** Begin EXTRACTED RECORDS **

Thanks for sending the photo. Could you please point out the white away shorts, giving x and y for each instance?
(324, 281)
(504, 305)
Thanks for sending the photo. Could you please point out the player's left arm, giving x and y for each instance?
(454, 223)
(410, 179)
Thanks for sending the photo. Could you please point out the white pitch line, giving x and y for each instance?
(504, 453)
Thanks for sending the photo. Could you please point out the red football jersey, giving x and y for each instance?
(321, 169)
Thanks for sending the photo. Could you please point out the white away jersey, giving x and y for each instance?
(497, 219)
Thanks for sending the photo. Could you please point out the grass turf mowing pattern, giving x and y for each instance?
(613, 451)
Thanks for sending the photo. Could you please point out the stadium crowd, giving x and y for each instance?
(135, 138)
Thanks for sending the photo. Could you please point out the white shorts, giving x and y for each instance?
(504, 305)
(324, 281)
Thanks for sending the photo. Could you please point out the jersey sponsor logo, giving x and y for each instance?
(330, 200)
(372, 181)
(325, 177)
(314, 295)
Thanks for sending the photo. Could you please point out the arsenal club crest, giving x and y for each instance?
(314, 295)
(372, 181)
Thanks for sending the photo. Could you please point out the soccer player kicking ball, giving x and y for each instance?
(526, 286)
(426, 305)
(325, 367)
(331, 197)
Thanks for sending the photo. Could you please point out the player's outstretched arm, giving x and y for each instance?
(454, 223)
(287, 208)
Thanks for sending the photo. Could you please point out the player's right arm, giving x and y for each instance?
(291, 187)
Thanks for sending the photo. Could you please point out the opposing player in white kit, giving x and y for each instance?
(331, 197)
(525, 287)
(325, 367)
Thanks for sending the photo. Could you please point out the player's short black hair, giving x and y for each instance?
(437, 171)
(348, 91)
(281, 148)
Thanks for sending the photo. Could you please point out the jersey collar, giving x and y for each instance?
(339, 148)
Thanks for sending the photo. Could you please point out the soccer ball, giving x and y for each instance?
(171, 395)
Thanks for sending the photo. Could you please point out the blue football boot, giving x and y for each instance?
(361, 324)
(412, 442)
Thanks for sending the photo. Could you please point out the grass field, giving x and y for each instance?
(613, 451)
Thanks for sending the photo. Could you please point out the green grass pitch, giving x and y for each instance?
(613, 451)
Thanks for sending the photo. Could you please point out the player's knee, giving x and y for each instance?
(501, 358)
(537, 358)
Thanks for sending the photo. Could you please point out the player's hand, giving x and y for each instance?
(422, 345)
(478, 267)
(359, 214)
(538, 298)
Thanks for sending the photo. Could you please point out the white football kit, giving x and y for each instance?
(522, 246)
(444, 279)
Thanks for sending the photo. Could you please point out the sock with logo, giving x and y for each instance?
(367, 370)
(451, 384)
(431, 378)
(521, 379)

** End EXTRACTED RECORDS **

DESCRIPTION OF THE TASK: Extract verbatim every line from the one containing "hand, giving x and y for each instance?" through the last line, both inclusive.

REPLY TO THE TASK:
Thanks for sending the photo. Could you please point out the player's hand, giving x and y for each instance?
(422, 345)
(478, 267)
(359, 214)
(538, 298)
Thanks for sending the photo. Could you please point out the white football kit, giving x and y for each instance?
(522, 246)
(444, 279)
Thanks for sending the photo. Could you please point out the sock with logo, giving x and y for each instance?
(367, 370)
(451, 384)
(431, 378)
(521, 379)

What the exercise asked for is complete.